::: RECORDS TO USE
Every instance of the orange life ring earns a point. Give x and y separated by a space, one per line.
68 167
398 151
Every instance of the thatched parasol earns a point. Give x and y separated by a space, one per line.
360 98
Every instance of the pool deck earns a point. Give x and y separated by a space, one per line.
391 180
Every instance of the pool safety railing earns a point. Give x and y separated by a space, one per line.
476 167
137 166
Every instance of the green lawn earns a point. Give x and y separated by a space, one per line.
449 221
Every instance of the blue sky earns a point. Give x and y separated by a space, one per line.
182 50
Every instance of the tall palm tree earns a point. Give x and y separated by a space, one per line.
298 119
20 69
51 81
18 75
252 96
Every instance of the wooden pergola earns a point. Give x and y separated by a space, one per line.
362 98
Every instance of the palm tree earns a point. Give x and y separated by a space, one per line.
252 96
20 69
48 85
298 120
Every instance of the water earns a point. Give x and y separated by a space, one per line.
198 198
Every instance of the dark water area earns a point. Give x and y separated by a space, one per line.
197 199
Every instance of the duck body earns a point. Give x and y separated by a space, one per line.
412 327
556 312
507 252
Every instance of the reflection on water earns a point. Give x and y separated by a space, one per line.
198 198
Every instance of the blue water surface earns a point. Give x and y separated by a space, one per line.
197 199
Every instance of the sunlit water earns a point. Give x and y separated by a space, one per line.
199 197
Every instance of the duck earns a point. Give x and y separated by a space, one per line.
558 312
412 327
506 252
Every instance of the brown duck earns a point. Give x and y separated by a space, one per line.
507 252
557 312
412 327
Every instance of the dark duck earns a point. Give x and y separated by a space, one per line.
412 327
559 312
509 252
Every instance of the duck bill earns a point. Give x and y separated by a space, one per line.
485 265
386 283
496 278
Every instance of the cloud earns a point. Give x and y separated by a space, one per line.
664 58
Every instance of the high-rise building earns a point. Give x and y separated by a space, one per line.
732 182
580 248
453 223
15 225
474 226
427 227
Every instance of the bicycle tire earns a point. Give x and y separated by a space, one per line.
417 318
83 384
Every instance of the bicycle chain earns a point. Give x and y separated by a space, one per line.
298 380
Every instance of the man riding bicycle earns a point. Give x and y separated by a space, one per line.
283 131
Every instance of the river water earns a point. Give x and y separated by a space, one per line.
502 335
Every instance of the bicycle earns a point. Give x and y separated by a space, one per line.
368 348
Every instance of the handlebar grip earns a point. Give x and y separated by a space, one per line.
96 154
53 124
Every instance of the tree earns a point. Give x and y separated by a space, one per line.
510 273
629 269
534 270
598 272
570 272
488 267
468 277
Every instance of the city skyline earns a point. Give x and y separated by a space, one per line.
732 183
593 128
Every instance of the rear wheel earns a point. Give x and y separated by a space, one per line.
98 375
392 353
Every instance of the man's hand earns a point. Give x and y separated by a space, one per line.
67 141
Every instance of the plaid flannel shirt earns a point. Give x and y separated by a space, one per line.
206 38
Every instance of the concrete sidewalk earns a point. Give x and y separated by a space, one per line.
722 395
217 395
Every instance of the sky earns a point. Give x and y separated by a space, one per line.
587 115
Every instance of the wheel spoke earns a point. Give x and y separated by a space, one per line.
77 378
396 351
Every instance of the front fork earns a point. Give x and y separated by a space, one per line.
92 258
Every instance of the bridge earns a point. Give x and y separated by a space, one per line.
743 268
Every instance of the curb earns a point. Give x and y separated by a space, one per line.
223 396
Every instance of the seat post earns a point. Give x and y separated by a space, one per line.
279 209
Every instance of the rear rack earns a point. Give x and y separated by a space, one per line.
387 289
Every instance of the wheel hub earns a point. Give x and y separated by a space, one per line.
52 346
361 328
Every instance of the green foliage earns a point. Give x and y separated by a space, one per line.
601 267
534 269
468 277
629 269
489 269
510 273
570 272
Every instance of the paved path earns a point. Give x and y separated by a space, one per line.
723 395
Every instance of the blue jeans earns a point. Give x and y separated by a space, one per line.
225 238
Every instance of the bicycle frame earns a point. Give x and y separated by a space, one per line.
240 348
::::::
::: RECORDS TO USE
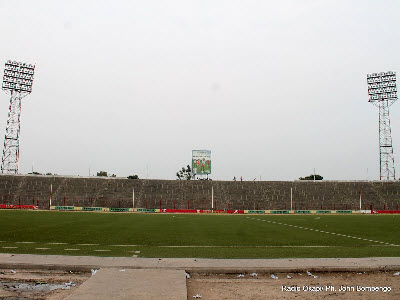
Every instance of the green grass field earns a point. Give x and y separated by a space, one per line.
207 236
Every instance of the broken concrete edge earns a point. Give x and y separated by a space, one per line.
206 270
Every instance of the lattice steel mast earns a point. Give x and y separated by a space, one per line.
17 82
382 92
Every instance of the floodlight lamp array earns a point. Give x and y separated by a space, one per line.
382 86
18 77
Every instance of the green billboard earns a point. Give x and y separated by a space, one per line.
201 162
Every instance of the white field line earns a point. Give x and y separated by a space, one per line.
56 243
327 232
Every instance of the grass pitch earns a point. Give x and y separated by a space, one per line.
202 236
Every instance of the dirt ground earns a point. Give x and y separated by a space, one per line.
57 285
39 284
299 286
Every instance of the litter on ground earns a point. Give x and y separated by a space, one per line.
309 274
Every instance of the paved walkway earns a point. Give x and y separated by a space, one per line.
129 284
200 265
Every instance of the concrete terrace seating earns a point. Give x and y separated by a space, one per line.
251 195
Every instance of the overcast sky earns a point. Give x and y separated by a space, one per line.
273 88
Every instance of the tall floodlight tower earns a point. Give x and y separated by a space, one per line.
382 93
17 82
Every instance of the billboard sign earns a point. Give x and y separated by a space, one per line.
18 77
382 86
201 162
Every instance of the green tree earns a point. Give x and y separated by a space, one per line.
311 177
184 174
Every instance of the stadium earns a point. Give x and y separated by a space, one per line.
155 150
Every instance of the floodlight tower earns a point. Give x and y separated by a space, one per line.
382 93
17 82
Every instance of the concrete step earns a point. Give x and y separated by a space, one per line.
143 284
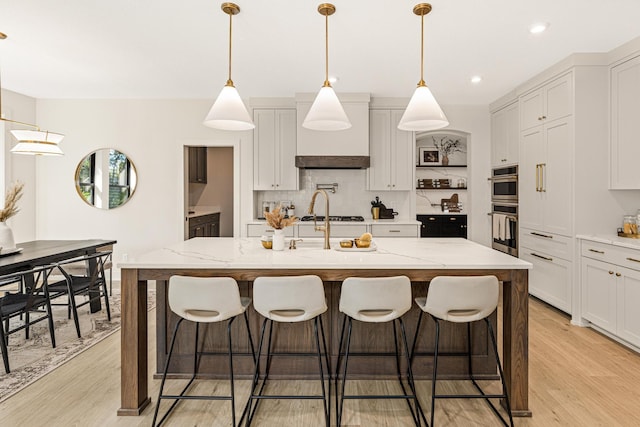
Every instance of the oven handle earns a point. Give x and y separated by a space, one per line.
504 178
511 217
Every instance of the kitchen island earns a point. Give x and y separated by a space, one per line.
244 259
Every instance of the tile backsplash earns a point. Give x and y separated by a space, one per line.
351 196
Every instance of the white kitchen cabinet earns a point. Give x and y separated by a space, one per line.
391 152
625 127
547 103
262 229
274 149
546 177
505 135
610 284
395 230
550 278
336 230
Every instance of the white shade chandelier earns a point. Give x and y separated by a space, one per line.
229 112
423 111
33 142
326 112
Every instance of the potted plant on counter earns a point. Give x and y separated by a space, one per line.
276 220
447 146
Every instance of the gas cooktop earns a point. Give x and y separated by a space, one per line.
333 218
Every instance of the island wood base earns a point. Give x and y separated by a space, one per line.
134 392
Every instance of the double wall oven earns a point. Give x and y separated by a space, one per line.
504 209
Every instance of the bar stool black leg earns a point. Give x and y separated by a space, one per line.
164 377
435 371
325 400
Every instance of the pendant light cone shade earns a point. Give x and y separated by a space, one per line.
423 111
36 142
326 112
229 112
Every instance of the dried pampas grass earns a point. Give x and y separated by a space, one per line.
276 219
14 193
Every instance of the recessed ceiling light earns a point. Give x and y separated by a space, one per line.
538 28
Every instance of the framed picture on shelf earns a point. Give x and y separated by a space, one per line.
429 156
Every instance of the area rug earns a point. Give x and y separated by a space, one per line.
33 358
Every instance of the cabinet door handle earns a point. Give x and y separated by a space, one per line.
::::::
## OBJECTIVE
How many lines in the records above contain the string "kitchen"? Case matters. Reply with the number alone.

## FULL SOLUTION
2